CONSEGNA:
Ricopia senza modifiche il passo del brano sulle origini del fascismo secondo Gentile che comincia da "Negli ultimi anni, la" e termina con "ispirazione evidentemente jungeriana.".

BRANO PROPOSTO:
------------------------------------------------------------------------

Le origini del fascismo secondo Giovanni Gentile

Passaggio al Bosco pubblica una raccolta essenziale per individuare il Ventennio nella sua specificità storica ed “ideale”

Origini e dottrina del fascismo di Giovanni Gentile per Passaggio al Bosco

Negli ultimi anni, la giovane casa editrice “identitaria” “Passaggio al Bosco” si sta distinguendo per la eccellente qualità delle sue pubblicazioni, del tutto controcorrente rispetto alle mode ed agli opportunismi di maniera, peraltro in un periodo in cui l’attività editoriale non costituisce certo negozio lucroso, ed in qualche caso può addirittura assumere il carattere di testimonianza e di milizia. Tra le collane presenti in catalogo si possono annoverare, oltre ad alcuni classici del pensiero non conforme, testi inerenti allo sport come superamento di sé (“Plus Ultra”) e al “darsi una forma” (“Agoghé”, in senso spartano), che aiutano a “scolpire l’animo”, eliminando ciò che gli è inessenziale: il tutto, senza dimenticare l’attualità (e, tra le altre, la questione ecologica), con una ispirazione evidentemente jungeriana.

Un testo importante edito da “Passaggio al Bosco” è certamente quello di G. Gentile, Origini e dottrina del fascismo, che andiamo qui a recensire compendiosamente. Si tratta di una raccolta essenziale per individuare il fascismo italiano nella sua specificità storica ed “ideale” – che fece peraltro da traino agli altri fascismi europei –, ma anche nella sua “tensione circolare” che lo fece tornare su se stesso, alle proprie origini, con l’epopea di Salò.

Il post Risorgimento

Nel libro, ove il fascismo è visto come il compimento del Risorgimento e della I guerra mondiale, due ci paiono gli aspetti fondamentali messi in luce dall’A.: lo Stato come totalità organica e corporativa (G. Gentile-B.Mussolini, La dottrina del fascismo, Enciclopedia italiana, 1932, n. 8) e l’”uomo nuovo”, sintesi armonica di pensiero e azione, anche nella prospettiva di un “umanesimo del lavoro” (p. 15), con cui “l’uomo vince la natura e crea il mondo umano” (G. Gentile-B. Mussolini, La dottrina del fascismo, Enciclopedia italiana, 1932, n. 3); quest’ultima prospettiva fu propria, nell’ambito degli studi storico-religiosi, di un Pettazzoni. Vi è da notare qui come il rapporto tra Stato e uomo sia intimo, armonico e simmetrico, nella teoresi di Gentile, visto che il primo, “carne e sangue della nazione”, che “costantemente si fa nella coscienza dell’uomo e del cittadino”, vive nella seconda, “è […] in interiore homine” (p. 17): “lo Stato è dentro noi stessi” (p. 83), realtà “sempre in fieri” eppure “tutta spirituale” (p. 85), trasfigurata “in una creazione continua” (p. 84), “che si attua nella stessa coscienza e volontà dell’individuo” (p. 85).

------------------------------------------------------------------------

VOCI PRESENTATE:
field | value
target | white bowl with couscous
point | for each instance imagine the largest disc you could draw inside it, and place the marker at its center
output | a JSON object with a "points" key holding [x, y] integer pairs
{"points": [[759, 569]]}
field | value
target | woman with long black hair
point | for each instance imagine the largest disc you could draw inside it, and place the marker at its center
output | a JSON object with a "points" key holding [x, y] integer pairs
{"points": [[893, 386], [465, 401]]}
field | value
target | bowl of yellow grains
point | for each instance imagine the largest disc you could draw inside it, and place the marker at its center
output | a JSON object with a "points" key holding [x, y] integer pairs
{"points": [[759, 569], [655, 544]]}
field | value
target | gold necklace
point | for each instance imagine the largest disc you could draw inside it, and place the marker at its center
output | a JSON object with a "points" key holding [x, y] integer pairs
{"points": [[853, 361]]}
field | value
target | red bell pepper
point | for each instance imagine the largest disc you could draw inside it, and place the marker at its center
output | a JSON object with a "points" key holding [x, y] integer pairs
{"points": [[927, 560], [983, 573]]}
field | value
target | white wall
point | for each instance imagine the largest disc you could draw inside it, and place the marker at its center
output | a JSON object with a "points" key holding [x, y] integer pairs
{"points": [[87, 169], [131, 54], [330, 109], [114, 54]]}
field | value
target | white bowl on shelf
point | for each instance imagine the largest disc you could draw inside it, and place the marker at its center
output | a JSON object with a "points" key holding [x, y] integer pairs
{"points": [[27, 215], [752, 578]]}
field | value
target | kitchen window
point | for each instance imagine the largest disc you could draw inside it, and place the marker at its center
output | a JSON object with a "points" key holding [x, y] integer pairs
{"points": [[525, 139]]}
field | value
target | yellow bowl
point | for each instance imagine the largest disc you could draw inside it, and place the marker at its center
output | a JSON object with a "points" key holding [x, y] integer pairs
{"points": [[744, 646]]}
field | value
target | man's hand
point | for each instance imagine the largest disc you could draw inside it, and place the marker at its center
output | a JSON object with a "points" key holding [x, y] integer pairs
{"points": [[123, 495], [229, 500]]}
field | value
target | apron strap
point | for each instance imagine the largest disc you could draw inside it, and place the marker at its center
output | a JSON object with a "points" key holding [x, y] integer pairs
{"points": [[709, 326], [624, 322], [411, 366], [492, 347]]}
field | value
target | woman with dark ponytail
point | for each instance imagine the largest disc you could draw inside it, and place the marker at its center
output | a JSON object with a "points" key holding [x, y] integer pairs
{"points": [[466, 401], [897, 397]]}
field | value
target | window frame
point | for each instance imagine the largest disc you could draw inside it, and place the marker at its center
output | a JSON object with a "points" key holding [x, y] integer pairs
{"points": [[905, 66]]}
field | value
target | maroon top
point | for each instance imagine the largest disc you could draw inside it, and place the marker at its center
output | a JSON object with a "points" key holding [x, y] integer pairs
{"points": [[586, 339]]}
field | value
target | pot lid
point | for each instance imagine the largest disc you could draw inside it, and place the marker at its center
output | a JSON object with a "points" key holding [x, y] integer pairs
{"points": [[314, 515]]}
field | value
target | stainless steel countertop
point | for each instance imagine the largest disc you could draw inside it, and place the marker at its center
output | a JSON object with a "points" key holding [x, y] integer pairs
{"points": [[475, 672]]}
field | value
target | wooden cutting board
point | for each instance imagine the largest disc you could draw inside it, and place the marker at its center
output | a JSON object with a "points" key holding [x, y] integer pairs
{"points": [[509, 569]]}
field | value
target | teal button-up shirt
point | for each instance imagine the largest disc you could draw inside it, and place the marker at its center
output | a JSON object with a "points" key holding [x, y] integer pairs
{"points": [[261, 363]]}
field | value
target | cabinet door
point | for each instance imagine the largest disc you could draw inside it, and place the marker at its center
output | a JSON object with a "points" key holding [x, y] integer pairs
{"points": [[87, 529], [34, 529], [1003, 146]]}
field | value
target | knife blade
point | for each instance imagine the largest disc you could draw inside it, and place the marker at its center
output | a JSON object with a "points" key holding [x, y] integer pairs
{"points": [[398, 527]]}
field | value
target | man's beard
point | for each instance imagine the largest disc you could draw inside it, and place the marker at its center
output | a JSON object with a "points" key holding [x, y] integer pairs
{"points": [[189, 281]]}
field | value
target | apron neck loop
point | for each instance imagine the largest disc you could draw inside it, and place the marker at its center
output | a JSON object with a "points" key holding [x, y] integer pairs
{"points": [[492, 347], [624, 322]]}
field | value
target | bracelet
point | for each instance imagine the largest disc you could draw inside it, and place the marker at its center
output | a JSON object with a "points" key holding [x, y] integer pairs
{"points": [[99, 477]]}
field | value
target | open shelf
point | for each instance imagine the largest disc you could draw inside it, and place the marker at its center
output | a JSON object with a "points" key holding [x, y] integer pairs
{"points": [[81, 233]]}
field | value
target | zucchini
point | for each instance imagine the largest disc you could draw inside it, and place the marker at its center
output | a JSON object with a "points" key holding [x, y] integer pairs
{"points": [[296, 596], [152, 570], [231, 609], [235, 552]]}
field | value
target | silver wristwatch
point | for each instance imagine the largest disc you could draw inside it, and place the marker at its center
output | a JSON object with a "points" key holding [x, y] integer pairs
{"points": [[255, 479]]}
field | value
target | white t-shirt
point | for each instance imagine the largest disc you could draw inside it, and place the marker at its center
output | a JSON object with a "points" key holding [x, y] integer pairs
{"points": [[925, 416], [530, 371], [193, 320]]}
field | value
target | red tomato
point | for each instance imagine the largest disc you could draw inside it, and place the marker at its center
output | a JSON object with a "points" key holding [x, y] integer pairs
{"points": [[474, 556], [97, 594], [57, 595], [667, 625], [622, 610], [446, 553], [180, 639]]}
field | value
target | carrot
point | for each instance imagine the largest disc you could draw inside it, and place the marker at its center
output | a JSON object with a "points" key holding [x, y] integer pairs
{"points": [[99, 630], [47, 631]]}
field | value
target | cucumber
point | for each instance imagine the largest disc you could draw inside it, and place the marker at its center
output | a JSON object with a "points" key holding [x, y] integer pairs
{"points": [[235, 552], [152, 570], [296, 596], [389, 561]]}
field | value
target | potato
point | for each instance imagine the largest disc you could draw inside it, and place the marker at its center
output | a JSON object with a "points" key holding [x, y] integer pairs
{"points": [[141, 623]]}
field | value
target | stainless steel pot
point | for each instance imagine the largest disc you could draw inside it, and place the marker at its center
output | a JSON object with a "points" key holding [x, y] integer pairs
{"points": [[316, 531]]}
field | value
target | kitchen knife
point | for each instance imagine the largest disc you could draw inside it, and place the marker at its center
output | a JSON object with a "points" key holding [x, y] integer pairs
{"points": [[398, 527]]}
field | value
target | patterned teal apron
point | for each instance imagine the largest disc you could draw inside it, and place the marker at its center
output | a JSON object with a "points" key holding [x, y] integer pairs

------------------------------------------------------------------------

RISULTATO DELL'ESERCIZIO:
Negli ultimi anni, la giovane casa editrice “identitaria” “Passaggio al Bosco” si sta distinguendo per la eccellente qualità delle sue pubblicazioni, del tutto controcorrente rispetto alle mode ed agli opportunismi di maniera, peraltro in un periodo in cui l’attività editoriale non costituisce certo negozio lucroso, ed in qualche caso può addirittura assumere il carattere di testimonianza e di milizia. Tra le collane presenti in catalogo si possono annoverare, oltre ad alcuni classici del pensiero non conforme, testi inerenti allo sport come superamento di sé (“Plus Ultra”) e al “darsi una forma” (“Agoghé”, in senso spartano), che aiutano a “scolpire l’animo”, eliminando ciò che gli è inessenziale: il tutto, senza dimenticare l’attualità (e, tra le altre, la questione ecologica), con una ispirazione evidentemente jungeriana.